CONJUNTO DE TAREFAS |
#1 Poderia transcrever do trecho, sem nenhuma alteração, a parte que vai de "Amadeo Modigliani" até "principalmente, mais visível!", incluindo esses dois extremos?
#2 Como fica, em versão mais curta, o parágrafo do trecho que começa com "Ou então, vamos acreditar", conservando seus fatos principais?

TRECHO |
# # #
Quando seu corpo será suficiente?
Corpos em Exibição, Vitrines da Alma?
É perfeito, porque as vítimas não percebem que o remédio escolhido para reconstruir o interior é justamente o veneno que desvia o foco de atenção para longe dos parâmetros de julgamento necessários para cuidar desta mesma beleza interior. Com relação a este ponto, podemos apenas especular quanto ao destino das adolescentes brasileiras. Segundo pesquisa recente (2), elas gastam em produtos de maquiagem mais que uma mulher adulta – a indústria agradece. O que é mais assustador, não podemos nem elogiar a maquiagem, elas querem que acreditemos que já se levantaram da cama daquele jeito! Querem que acreditemos que o rosto delas é assim! Quanto tempo levará para se tornarem inseguras quanto à própria beleza exterior? – sim, porque a mesma pergunta, que poderia ser direcionada para a beleza interior, já não faz mais sentido!
“A felicidade
é um anjo com
um rosto sério”
Amadeo Modigliani
Ou então, vamos acreditar que a precocidade com que essas meninas se preocupam em não envelhecer fará delas pessoas mais tolerantes com os mais velhos e com os velhos mesmo… Vamos acreditar? Bem, uma das soluções implementadas pela indústria é, com o aumento da população de velhos no mundo todo, reinserí-los... na vida? No mercado de consumo? Os tratamentos de rejuvenescimento (aqui incluindo, além da mulher, também o homem idoso) e os cosméticos para a Terceira Idade talvez acabem mesmo reunindo jovens e velhos - já que ambos não param de se reunir nas salas de espera das clínicas estéticas. Unidos pelo mesmo lema, vão todos seguindo o flautista até o precipício: mude apenas por fora, pode não ser mais barato, mas é mais fácil, mais rápido e, principalmente, mais visível!
# # #
DADOS DE ORIGEM |
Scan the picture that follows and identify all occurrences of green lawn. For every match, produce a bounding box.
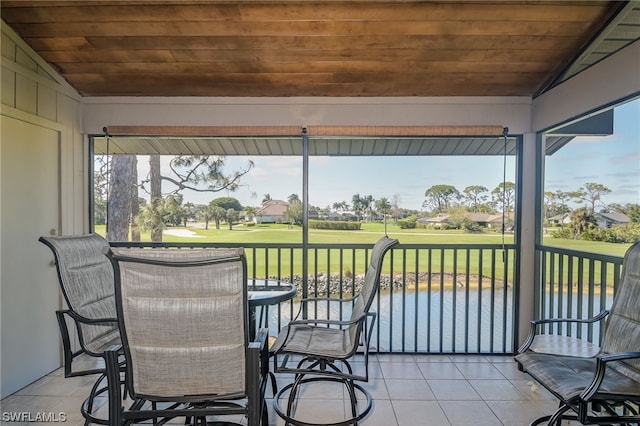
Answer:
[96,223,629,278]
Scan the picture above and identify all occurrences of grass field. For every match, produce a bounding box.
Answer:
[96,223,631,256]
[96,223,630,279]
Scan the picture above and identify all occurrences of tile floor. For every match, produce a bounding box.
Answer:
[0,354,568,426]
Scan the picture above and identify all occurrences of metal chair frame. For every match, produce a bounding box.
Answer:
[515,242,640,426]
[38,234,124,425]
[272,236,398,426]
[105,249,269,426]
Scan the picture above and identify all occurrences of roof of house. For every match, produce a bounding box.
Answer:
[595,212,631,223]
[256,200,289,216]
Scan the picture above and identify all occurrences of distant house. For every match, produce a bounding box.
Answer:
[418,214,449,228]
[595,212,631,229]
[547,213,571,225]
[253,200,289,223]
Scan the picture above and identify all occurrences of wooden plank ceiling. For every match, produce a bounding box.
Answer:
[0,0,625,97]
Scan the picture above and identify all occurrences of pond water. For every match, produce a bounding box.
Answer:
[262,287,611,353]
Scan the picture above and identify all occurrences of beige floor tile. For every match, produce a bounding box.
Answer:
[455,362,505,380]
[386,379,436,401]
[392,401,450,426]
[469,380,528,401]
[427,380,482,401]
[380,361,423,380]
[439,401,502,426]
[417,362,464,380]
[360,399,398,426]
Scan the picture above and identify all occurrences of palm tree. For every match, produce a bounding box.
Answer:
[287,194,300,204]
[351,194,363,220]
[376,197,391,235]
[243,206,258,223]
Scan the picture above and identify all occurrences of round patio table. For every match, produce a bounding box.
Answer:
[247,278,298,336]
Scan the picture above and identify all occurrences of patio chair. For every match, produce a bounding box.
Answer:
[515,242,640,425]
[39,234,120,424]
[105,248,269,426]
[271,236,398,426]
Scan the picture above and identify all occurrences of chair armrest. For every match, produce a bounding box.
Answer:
# # #
LISTA DE RESPOSTAS |
#1
Amadeo Modigliani
Ou então, vamos acreditar que a precocidade com que essas meninas se preocupam em não envelhecer fará delas pessoas mais tolerantes com os mais velhos e com os velhos mesmo… Vamos acreditar? Bem, uma das soluções implementadas pela indústria é, com o aumento da população de velhos no mundo todo, reinserí-los... na vida? No mercado de consumo? Os tratamentos de rejuvenescimento (aqui incluindo, além da mulher, também o homem idoso) e os cosméticos para a Terceira Idade talvez acabem mesmo reunindo jovens e velhos - já que ambos não param de se reunir nas salas de espera das clínicas estéticas. Unidos pelo mesmo lema, vão todos seguindo o flautista até o precipício: mude apenas por fora, pode não ser mais barato, mas é mais fácil, mais rápido e, principalmente, mais visível!

#2 O texto questiona se a preocupação precoce das meninas em não envelhecer as tornará mais tolerantes com os velhos. Com o aumento da população idosa no mundo, a indústria busca reinseri-los, talvez no mercado de consumo. Tratamentos de rejuvenescimento, também para homens idosos, e cosméticos para a Terceira Idade podem acabar unindo jovens e velhos, que já se encontram nas salas de espera das clínicas estéticas. Todos seguem o flautista até o precipício sob o mesmo lema: mudar só por fora, o que talvez não seja mais barato, mas é mais fácil, mais rápido e mais visível.